For the word "green", tally the lines of the data that contain it and give the tally alone.

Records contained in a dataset
╔══

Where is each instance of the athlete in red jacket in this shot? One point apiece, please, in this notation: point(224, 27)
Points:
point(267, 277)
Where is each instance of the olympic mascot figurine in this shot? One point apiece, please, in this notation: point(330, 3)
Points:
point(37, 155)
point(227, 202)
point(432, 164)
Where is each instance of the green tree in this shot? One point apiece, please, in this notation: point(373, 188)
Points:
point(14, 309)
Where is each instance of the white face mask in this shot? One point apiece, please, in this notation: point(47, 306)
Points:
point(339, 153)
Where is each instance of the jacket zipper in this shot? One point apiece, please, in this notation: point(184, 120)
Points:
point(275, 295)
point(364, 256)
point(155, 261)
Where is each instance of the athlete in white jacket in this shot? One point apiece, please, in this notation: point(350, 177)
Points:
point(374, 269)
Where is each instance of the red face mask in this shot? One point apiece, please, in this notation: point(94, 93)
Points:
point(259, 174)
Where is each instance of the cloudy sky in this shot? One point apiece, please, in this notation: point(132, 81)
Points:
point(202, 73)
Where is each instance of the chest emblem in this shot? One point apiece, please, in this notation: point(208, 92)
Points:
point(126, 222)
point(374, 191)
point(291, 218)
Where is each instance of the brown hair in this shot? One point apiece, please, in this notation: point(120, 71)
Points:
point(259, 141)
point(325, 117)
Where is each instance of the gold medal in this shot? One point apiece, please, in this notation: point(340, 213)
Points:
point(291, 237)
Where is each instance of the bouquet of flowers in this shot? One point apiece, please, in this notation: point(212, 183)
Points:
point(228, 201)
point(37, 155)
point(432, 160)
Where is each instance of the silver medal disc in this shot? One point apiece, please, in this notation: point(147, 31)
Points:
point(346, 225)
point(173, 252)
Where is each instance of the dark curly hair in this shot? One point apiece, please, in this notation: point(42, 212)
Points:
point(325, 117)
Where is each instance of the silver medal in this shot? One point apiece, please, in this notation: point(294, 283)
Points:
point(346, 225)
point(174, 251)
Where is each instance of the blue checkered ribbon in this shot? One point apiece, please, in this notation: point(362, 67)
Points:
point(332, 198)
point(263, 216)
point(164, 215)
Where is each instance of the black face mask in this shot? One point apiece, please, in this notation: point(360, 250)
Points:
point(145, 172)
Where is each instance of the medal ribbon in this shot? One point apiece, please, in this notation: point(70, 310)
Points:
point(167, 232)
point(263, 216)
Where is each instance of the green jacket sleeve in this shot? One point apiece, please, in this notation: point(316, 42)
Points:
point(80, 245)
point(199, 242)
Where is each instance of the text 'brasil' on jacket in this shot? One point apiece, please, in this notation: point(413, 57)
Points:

╚══

**Solution**
2